What is needed —
Every record should be written out exactly, please.

Excerpts of location labeling data
=====

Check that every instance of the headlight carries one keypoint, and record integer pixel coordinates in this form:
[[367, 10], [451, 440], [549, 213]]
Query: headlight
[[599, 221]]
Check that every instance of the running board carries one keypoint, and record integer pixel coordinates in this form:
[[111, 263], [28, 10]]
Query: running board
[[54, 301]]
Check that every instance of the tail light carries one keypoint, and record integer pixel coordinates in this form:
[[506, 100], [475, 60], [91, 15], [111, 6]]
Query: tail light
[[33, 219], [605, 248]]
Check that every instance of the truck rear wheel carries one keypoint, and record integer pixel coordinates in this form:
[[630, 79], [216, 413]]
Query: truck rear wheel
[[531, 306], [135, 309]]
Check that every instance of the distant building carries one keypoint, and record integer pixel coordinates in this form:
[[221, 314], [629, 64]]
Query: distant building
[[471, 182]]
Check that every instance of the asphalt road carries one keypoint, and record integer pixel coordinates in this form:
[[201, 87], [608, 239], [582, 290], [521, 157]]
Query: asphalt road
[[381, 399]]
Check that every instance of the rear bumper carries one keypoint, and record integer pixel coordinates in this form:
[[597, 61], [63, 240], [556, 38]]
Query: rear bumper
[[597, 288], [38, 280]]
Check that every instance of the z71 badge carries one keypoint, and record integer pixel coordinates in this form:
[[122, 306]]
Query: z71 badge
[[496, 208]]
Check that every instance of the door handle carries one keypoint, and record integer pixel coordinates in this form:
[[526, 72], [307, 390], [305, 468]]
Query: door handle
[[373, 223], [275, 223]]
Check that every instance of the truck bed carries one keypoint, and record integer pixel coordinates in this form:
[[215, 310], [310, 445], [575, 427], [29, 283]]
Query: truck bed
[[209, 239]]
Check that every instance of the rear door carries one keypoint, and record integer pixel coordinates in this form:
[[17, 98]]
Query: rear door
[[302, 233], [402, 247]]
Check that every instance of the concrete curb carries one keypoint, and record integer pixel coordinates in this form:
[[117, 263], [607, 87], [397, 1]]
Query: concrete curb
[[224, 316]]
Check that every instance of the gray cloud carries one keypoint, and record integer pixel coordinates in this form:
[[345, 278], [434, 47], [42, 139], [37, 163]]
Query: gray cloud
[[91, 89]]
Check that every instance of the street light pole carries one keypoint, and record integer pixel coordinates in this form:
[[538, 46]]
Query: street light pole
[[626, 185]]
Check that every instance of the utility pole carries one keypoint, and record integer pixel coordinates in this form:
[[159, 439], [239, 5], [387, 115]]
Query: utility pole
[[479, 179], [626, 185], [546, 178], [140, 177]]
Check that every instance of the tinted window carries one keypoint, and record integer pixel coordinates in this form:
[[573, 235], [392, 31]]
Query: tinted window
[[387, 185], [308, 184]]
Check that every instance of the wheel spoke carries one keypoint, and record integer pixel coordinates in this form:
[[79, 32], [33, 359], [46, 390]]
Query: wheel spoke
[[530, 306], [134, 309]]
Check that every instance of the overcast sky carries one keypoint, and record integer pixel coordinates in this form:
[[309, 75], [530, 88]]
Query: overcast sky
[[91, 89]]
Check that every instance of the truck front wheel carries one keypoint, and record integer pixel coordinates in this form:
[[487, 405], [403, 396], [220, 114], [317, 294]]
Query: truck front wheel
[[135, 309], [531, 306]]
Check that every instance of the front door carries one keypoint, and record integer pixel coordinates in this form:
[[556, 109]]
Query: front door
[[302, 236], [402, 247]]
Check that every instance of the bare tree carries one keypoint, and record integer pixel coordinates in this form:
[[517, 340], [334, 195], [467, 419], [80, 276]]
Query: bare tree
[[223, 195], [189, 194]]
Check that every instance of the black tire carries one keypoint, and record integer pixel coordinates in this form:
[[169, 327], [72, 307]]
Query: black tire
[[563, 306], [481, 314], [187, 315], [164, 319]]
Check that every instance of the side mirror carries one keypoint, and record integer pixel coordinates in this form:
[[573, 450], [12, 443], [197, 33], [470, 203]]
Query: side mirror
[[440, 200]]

=====

Answer for this exercise —
Check that every instance of the headlight carries one keypoint, and record integer pixel coordinates in this form:
[[367, 10], [451, 440], [549, 213]]
Query: headlight
[[599, 221]]
Check that every instance of the running board carries one keypoint, and record integer pixel coordinates in this form:
[[111, 263], [28, 10]]
Query: running board
[[54, 301]]
Check that every instance of the tail light carries one keypoint, and record integer pixel coordinates in this form:
[[506, 100], [475, 60], [91, 15], [111, 6]]
Query: tail light
[[33, 219], [605, 248]]
Check that every instance of the truck rear wheel carries one keypoint, and record integer pixel coordinates in this form:
[[630, 79], [216, 413]]
Query: truck rear wheel
[[531, 306], [135, 309]]
Check that every instance of the distant building carries one keypoint, and record integer pixel coordinates in this form:
[[221, 314], [629, 64]]
Query: distant building
[[471, 182]]
Check that every instance of the asphalt road carries one keypoint, and record integer pixel coordinates in this form:
[[201, 87], [608, 239], [582, 290], [521, 157]]
Query: asphalt road
[[381, 399]]
Check that every instance of the rear bumper carries one keypoint, and record integer pixel coordinates in this form:
[[597, 61], [63, 240], [556, 38]]
Query: rear bumper
[[597, 288], [38, 280]]
Check that every instance of the z71 badge carries one keypoint, and record integer pixel coordinates in this form:
[[122, 306]]
Query: z71 badge
[[496, 208]]
Check that every instance of the door handle carries one keypoint, and record integer pixel coordinates in this form:
[[526, 72], [307, 390], [305, 468]]
Query: door handle
[[373, 223], [275, 223]]
Check that every instance of the truck bed carries one keypoint, and record integer pixel coordinates in this form:
[[215, 310], [310, 445], [575, 427], [29, 283]]
Query: truck bed
[[209, 239]]
Check that every instance of the rear door carries one keypoint, and record integer pixel coordinates in this form:
[[17, 98]]
Query: rear door
[[302, 233], [402, 247]]
Check that every instance of the concrete curb carries one keypoint, and record integer pixel coordinates in this form:
[[117, 263], [607, 87], [397, 1]]
Query: concrete curb
[[224, 316]]
Check that every instance of the gray cloud carries one keypoint, and record integer pixel coordinates in this form:
[[345, 278], [434, 47], [42, 139], [37, 163]]
Query: gray cloud
[[91, 89]]
Check that every instance of the street light pole carries one keypoint, and record integer pixel coordinates in this form:
[[538, 46]]
Query: street light pole
[[626, 185]]
Check that every instance of the utility pole carries one keypoint, and record integer pixel coordinates in this form:
[[159, 439], [239, 5], [387, 115]]
Query: utility pole
[[479, 179], [626, 185], [546, 178], [140, 177]]
Check that every instance of the tinted window carries one keypoint, and record integer pixel coordinates in this form:
[[573, 235], [392, 31]]
Query: tinted window
[[387, 185], [308, 184]]
Check that every instance of the wheel spoke carries one keypoint, and record integer pixel coordinates in this form:
[[79, 32], [33, 359], [46, 390]]
Query: wheel spoke
[[530, 306], [134, 309]]
Check that every instance of the overcast sky carries one keypoint, and record integer pixel coordinates in this form:
[[309, 75], [530, 88]]
Query: overcast sky
[[91, 89]]
Check that every instance of the truck front wheel carries one keypoint, and record integer pixel coordinates in this form:
[[487, 405], [403, 396], [220, 114], [317, 294]]
Query: truck front wheel
[[135, 309], [531, 306]]
Check that every instance of the front door carries one keypoint, and record integer pixel coordinates in this form:
[[556, 109]]
Query: front door
[[302, 236], [402, 247]]
Check that every instance of the bare tree carries one keypoint, and record integer pixel coordinates in this form:
[[517, 340], [334, 195], [467, 419], [80, 276]]
Query: bare tree
[[223, 195], [189, 194]]
Check that every instance of the black tire carries one keypoint, and record integer pixel coordinates in this form:
[[169, 327], [72, 307]]
Query: black tire
[[563, 306], [481, 314], [187, 315], [164, 319]]
Check that every instance of the side mirror carries one keypoint, and record integer pixel coordinates in this form:
[[573, 450], [12, 443], [197, 33], [470, 203]]
Query: side mirror
[[440, 200]]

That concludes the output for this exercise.